• Text block:
****************
Gist of the Day: Find All Paths for an Undirected Graph

I’ve been doing a lot of stuff lately with data structures and algorithms. This is one that seemed remarkably complicated to me – and still kinda does – when I started. It’s not as trivial as a binary tree mainly because there are far fewer rules. There’s a whole lot of stuff you can do with graphs, and this is by no means an advanced or complicated usage of them. This is as simple a task you can do with a graph.
The task at hand is to find all possible paths between two vertices.

The Graph

So, I’m not even going to try to be clever with the image of the graph here. Instead I’m going to give you a fancy hand-drawn one in my best handwriting (yes, this is my best handwriting):

I draw real purdy, eh?
The graph of vertices A through G.

So here you can see that I have a lovely graph, and this is what I will construct in my test.
****************
• Given task 1:
In the graph-paths post, which vertices does the hand-drawn graph contain?
The graph-paths post has no connection to the records.
****************
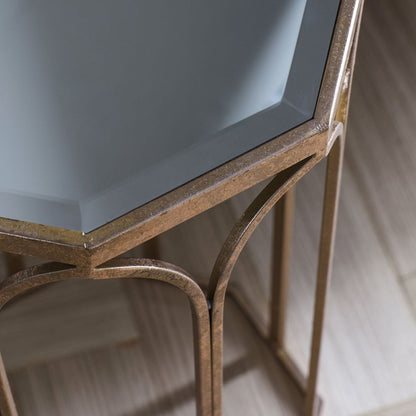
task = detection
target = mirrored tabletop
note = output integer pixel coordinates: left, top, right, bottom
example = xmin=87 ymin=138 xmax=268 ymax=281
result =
xmin=0 ymin=0 xmax=339 ymax=232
****************
• Given task 2:
Pick out every line of the records that contains the string "ymax".

• Expected output 1:
Vertices A through G.

• Expected output 2:
example = xmin=87 ymin=138 xmax=268 ymax=281
xmin=0 ymin=0 xmax=339 ymax=232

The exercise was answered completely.